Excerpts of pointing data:
════════════════
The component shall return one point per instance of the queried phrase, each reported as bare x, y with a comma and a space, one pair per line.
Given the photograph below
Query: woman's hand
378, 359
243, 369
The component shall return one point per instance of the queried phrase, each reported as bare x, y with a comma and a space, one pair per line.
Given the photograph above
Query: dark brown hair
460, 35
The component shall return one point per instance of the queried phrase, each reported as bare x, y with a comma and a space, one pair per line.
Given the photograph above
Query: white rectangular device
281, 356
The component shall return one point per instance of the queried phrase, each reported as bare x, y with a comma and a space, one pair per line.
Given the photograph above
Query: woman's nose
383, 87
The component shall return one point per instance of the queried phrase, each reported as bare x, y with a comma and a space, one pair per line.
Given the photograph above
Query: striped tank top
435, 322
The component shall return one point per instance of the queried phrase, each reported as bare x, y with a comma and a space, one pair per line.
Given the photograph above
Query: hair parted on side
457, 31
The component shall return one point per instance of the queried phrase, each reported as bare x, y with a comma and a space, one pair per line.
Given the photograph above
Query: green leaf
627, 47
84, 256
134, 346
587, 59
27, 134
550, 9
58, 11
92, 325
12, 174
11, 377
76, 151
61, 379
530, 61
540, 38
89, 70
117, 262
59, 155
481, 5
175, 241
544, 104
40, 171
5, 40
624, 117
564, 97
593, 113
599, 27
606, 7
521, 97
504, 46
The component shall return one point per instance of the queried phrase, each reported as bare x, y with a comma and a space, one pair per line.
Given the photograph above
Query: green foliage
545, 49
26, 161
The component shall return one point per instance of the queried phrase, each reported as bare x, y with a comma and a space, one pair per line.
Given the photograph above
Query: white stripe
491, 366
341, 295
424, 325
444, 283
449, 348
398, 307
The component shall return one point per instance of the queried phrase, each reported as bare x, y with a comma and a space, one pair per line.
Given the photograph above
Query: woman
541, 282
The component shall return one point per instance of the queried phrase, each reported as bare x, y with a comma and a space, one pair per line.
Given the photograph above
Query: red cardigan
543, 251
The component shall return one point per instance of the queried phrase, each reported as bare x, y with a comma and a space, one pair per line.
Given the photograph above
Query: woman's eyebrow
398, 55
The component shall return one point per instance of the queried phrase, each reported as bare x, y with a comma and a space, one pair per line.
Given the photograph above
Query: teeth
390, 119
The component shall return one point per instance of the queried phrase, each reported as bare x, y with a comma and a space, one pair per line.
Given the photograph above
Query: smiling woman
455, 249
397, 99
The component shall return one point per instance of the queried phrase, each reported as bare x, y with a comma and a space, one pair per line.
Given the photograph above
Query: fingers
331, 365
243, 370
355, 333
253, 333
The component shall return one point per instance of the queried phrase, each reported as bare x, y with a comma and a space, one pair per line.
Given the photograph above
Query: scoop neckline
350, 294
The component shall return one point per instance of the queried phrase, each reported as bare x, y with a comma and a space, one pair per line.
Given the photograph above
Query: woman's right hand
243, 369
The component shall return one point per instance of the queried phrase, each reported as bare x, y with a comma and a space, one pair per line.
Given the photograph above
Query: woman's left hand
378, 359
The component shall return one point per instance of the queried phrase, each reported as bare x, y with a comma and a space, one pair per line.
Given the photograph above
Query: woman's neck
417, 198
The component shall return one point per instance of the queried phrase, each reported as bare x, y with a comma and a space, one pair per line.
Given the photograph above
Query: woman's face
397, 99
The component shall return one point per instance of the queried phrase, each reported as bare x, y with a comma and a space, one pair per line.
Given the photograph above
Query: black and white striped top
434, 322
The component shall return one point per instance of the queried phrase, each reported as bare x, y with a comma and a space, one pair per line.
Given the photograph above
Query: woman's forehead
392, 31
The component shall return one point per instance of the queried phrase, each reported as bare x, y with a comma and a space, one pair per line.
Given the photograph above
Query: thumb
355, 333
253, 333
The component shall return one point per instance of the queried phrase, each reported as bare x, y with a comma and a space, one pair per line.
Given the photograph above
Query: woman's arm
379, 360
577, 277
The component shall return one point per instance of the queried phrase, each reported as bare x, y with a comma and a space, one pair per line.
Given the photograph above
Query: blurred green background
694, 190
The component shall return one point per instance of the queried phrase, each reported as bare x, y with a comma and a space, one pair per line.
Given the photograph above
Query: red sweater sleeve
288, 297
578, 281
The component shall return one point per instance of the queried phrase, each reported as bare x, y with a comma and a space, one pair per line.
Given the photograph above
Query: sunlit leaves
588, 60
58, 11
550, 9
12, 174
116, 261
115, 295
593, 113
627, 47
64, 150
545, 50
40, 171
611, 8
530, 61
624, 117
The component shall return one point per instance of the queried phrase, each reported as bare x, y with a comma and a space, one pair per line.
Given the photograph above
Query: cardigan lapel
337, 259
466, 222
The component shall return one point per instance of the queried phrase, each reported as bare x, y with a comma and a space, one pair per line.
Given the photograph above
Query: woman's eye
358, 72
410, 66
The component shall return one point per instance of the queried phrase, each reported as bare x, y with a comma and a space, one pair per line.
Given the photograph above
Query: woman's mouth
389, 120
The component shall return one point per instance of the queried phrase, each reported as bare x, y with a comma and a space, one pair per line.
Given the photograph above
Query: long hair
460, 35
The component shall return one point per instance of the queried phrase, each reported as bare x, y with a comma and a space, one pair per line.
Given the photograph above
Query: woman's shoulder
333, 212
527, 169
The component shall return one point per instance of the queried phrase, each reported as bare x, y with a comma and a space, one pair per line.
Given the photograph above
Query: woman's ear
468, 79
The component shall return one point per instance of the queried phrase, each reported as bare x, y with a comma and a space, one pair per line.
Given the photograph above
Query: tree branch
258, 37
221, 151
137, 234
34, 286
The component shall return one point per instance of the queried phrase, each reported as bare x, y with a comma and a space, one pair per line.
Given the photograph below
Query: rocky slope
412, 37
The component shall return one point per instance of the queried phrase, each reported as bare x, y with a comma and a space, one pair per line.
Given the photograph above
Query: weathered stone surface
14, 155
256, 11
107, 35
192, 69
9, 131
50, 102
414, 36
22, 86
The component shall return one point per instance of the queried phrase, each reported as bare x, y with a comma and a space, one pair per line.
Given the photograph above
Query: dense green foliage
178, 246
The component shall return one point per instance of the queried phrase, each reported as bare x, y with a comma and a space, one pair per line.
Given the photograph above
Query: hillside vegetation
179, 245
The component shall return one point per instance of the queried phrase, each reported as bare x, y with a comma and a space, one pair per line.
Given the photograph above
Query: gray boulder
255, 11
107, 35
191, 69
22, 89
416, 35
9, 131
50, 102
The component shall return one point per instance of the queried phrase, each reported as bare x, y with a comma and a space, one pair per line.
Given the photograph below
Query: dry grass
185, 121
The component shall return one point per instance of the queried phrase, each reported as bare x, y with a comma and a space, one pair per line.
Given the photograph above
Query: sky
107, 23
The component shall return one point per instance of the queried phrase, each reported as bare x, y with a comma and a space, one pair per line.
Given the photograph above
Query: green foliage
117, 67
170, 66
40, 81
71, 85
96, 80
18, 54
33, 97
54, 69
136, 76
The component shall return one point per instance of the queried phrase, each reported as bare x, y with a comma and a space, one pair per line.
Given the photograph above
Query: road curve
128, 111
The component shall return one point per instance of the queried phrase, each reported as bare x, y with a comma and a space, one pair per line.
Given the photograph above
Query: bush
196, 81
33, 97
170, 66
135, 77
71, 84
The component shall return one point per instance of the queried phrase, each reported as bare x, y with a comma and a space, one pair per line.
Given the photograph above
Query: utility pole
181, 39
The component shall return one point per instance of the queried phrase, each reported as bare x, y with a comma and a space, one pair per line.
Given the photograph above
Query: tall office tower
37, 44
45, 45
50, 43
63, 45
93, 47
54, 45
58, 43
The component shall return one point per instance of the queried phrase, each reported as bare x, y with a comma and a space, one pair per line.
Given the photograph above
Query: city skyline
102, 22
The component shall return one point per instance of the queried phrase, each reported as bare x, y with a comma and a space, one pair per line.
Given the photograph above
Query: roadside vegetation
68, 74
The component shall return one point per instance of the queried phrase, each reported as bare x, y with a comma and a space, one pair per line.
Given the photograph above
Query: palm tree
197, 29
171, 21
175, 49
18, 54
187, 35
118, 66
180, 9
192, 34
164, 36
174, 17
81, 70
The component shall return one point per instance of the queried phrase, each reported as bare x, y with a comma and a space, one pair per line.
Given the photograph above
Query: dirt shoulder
════════════════
Problem -
Collect every line in the material above that contains the word "hair". Treat uppercase and lowercase letters as different.

Expected output -
Query: dark brown hair
Query: hair parted on side
Query: long hair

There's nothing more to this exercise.